• [Dataset excerpts on pointing at objects]
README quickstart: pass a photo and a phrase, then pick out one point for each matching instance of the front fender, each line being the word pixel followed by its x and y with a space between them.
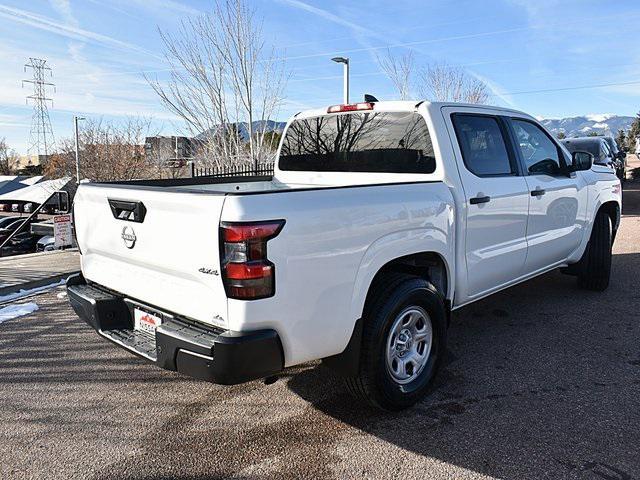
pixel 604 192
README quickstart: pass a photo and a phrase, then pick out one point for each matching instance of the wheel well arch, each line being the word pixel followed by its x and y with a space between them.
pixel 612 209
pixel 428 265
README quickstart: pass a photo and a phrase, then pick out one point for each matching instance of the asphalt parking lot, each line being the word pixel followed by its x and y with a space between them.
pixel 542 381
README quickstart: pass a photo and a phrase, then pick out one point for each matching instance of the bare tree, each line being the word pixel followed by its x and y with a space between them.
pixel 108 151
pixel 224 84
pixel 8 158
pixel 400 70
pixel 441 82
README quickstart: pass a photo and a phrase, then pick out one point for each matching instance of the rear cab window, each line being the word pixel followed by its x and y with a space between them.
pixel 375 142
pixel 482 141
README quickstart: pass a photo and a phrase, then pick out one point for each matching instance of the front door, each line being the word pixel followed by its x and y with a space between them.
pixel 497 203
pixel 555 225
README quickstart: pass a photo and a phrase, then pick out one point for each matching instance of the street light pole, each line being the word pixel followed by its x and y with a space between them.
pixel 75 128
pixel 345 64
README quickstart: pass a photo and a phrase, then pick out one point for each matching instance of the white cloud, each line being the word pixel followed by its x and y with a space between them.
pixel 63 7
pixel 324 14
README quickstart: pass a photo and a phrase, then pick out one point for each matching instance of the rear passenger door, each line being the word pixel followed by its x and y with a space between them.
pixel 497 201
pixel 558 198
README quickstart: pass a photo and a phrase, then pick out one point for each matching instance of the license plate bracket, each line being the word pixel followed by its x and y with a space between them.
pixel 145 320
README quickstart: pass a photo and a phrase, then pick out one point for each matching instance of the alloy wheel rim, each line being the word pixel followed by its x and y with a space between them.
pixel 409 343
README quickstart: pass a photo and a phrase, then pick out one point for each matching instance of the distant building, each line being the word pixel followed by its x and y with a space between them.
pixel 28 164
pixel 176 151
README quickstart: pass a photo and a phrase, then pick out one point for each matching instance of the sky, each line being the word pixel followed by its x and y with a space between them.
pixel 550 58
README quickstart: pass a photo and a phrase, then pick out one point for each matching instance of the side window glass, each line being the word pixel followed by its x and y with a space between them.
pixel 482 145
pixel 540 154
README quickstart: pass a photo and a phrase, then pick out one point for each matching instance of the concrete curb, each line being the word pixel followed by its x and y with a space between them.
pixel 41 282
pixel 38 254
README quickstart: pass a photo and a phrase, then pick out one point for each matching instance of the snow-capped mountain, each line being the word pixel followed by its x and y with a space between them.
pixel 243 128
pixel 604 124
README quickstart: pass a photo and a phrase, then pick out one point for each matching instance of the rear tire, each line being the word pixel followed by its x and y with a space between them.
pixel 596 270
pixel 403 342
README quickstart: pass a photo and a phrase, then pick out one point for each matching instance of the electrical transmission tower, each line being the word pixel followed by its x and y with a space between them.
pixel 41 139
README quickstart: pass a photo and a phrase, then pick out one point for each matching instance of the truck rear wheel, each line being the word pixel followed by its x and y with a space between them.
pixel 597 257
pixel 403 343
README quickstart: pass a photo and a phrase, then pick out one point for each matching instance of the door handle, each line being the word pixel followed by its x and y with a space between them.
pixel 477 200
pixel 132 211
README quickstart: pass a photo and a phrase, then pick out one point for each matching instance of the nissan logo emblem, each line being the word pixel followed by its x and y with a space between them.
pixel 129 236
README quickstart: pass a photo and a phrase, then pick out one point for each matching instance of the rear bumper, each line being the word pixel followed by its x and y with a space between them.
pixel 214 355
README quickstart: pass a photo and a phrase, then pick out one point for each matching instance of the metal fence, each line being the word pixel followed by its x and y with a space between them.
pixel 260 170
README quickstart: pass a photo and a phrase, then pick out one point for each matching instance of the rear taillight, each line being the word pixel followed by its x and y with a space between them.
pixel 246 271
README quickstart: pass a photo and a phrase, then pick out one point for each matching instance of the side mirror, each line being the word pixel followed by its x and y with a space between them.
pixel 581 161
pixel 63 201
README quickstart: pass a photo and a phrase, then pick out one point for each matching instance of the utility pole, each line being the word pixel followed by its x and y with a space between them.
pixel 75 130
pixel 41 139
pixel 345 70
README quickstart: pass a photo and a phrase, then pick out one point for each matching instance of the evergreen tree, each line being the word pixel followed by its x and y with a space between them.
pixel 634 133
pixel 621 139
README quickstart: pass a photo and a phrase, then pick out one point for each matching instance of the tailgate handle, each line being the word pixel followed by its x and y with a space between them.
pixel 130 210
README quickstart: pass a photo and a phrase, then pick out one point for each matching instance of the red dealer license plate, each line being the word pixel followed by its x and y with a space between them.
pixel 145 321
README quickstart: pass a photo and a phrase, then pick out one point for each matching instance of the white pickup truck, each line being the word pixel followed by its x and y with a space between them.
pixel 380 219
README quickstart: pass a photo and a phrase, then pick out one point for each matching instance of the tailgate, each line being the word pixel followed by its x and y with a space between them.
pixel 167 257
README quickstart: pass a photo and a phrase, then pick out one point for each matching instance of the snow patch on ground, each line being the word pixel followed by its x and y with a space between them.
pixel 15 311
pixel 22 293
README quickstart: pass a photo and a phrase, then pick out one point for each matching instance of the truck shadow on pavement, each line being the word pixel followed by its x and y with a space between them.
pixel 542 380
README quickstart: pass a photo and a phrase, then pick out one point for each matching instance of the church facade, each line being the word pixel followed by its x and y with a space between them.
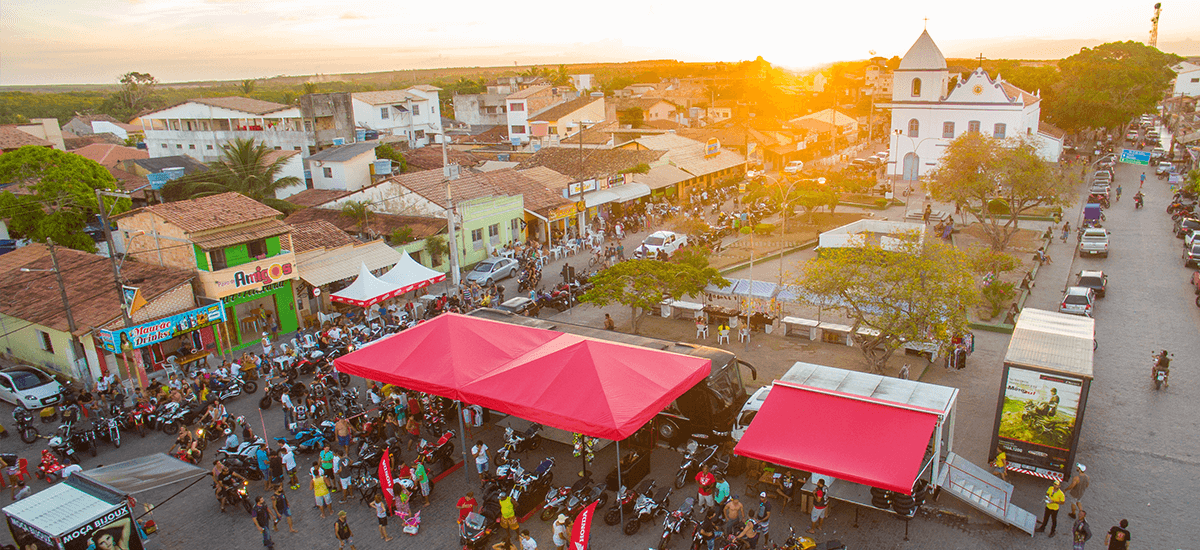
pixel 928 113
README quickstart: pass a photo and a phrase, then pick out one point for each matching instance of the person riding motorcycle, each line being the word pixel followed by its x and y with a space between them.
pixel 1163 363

• [CHALLENGE] Revise the lines above so that every "pick out" becomes "mark", with everything else left unchanged. Leave the pictures out of your answer.

• [SOLUTION]
README quickstart: pass a photo and a phrase, then mark one point for each matching instance of the front fender, each line being the word pixel followed by its x and y with a space between them.
pixel 604 192
README quickstart: pass a photo and a phrase, then mark one point for each matching instance of the wheel well arch, each line being the word pixel followed by its x and y with a space between them.
pixel 612 209
pixel 428 265
README quickstart: pass a photo and a phrase, then mark one point for each matching instance of the asphalt parking lot, each line being the word pixel followed by its x and y with a space between them.
pixel 542 381
README quickstart: pass a photo and a phrase, then mark one point for each matching instance of the bare tree, each line being the word pixel followed by its x and y with a space between them.
pixel 108 151
pixel 224 84
pixel 8 158
pixel 400 70
pixel 441 82
README quickstart: pass a photo and a phrase, then mark one point for each matching instance of the rear cab window, each line being the word pixel followed by its x and y with a space between them.
pixel 375 142
pixel 482 141
README quickstart: pass a photo and a phrase, then mark one point for each matching instance of the front door, each line being the word pixel followed by its x and y with a space between them.
pixel 497 203
pixel 555 225
README quickstart: pass a photo and a phrase, then mark one point for each matching instance of the street light pole, each line being the word pixel followed by its x and y with a space between them.
pixel 75 128
pixel 345 64
README quickstart: pass a photo and a phrase, then mark one point for each matching instance of the white cloud, each line being the word pixel followed by its x and y with a space between them.
pixel 63 7
pixel 324 14
README quickstart: pass a photo and a phrase, then mark one point for each matching instance of the rear passenger door, each line being the word pixel followed by its x and y with a space between them.
pixel 497 201
pixel 558 198
README quickstart: pass a photo and a phrase, then mark one point for each matching instance of the license plate bracket, each line being the word pixel followed by its x and y with a space between them.
pixel 145 320
README quickstart: pass a photo and a phrase, then mark one point for each matching instance of the alloy wheel rim, each line being the word pixel followed by its x and y with a space between them.
pixel 409 343
README quickstart: pass a photo and a phrase, then mark one point for each matching instance of the distant building, each line being the word pixel followed by its x and y with a space between them.
pixel 28 164
pixel 176 151
README quickstart: pass a photo and a phrase, then mark one point for each matching instance of the sky, each line being the word pixel followed by its x and y with a space between them.
pixel 550 58
README quickstart: pass a photo and a phrase, then mark one point for each matching instance of the side window glass, each line being the word pixel followed by its x and y with a space between them.
pixel 482 145
pixel 540 154
README quickstart: pass a photo and a phrase, then mark one point for each matching instance of the concrete curb, each line being the word pixel followed by its x and y with a space between them.
pixel 41 282
pixel 38 254
README quickstart: pass a photo and a phrase, then mark one point for each matching instance of the snow-capped mountain, each line being the word pixel followed by its x and y with a space between them.
pixel 243 128
pixel 604 124
README quickstart: pass a photo and a phrase, then mark one point for each matching instance of the rear tire, each line being the word pixel followed by its x and y with a space between them.
pixel 596 270
pixel 403 342
README quickstart: pass a photo and a phrase, then mark one point for each matching instance of the electrical transmission tower, each line being the word pixel followed by its x and y with a space between them.
pixel 41 139
README quickstart: pass a photo and a phrase, then mark one point for each matching instance of the truck rear wheel, each line being the word pixel followed by its x and y with a space between them.
pixel 597 257
pixel 403 343
README quickstart: pass a photo and a phrase, then mark one point for each matching instance of the door handle, each line being the word pixel followed by its x and y with a space between them.
pixel 477 200
pixel 132 211
README quickstart: pass a photo and a phrase, then mark one point for each matching instance of the nissan logo emblem, each line being the word pixel followed by its x and y with a space between them.
pixel 129 236
README quickstart: pass a photo and a phrase, then mark one point for each matching instance of the rear bumper, each line being the word pixel followed by its x and y with a space between them.
pixel 214 355
README quickstart: pass a photo and a phrase, then mark one point for each matching instance of the metal fence, each line being the word pixel followed by its x and y with a space between them.
pixel 260 170
README quickstart: pass a photo and a phrase, then mark one point for each matching instance of the rear taillight, each line being the word pixel followed by its x and y with a space between them.
pixel 246 271
README quickstart: pass a photo and a phrase, then mark one point for each matching instance of the side mirror, each line being the word pixel followed by its x and y with a space between them.
pixel 581 161
pixel 63 201
README quickstart: pass a photo and a phrase, then mark one point for each matching instance of the utility pole, each line being the word pixel followed by its x and y with a space between them.
pixel 75 130
pixel 41 139
pixel 345 70
README quickstart: pass a photo and a phrase, then mark one point for each matching instance of the evergreen tree, each line being the word pixel followed by its x and y with a space between them.
pixel 634 133
pixel 621 139
README quickstart: pass a photo and a phrase, then mark one point for each matching instance of the tailgate handle, each line being the word pixel followed by its x and y with a space between them.
pixel 130 210
README quickstart: pass a photo and a phrase, then mark one point for each matching instance of the red dealer license plate, each line being the word pixel followed by its x and y with a space between them.
pixel 145 321
README quickstart: pass a photo and a phrase, then mark one point for each matching instance of the white pickup truck, each line being the word pixel followed by its x and y with a space between them.
pixel 380 219
README quickstart: pass a photo and a phrase, then mark one point for each matching instance of the tailgate, each line being the word pixel followed by its x and y with a space between them.
pixel 167 257
README quickstart: pass a photo and a phrase, then mark one point for each matching instance of the snow patch on ground, each line being the word pixel followed by its x and y with a space between them.
pixel 15 311
pixel 22 293
README quickstart: pass a photo and a phrase, then mark one point for each matching instance of the truck shadow on pavement, each line being the word pixel followed by its x and y with a space between them.
pixel 542 380
README quickstart: pass a photo and a phrase, then mark one point for each matching instance of the church facade, each line being the word pixel followed by its x and y with a space between them.
pixel 928 113
README quickstart: pass a photo and a phrase, then mark one point for each matching instance of the person riding motorcycle, each line being the word pixel followed by its x and y with a space between them.
pixel 1163 363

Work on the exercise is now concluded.